▸ **WORK INSTRUCTIONS**
Can you recast all of the items below as a numbered list, skipping blank lines and leaving the pictures out?

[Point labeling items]
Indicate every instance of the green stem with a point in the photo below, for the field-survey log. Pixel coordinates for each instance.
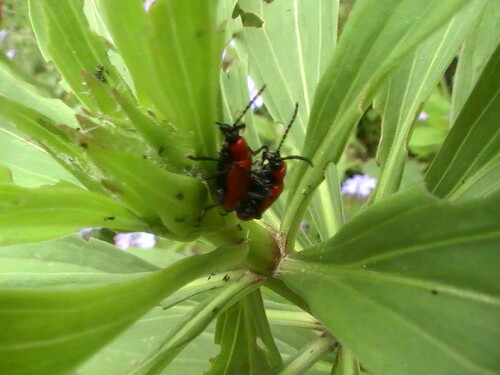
(307, 356)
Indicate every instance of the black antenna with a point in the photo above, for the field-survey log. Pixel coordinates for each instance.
(249, 105)
(289, 125)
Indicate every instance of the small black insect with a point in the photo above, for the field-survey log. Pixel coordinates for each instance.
(100, 73)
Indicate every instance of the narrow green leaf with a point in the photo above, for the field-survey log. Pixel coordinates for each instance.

▸ **REPLY**
1. Indicate every instance of the green stem with a point in the photo below, for the field-survey log. Pixel coordinates for each instance.
2. (307, 356)
3. Indicate every instance of the black antenna with a point in the photo above, for the field-survey log. Pixel coordinates for each instance.
4. (249, 105)
5. (289, 125)
6. Indicate every instance of the small black insect with a point in the photo above, for the field-survey log. Pixel coordinates for each instance.
7. (100, 73)
8. Indicate every instance of the narrow green leaf with a point in the photo above, for the field-survey log. Pixel coordinates for each instance.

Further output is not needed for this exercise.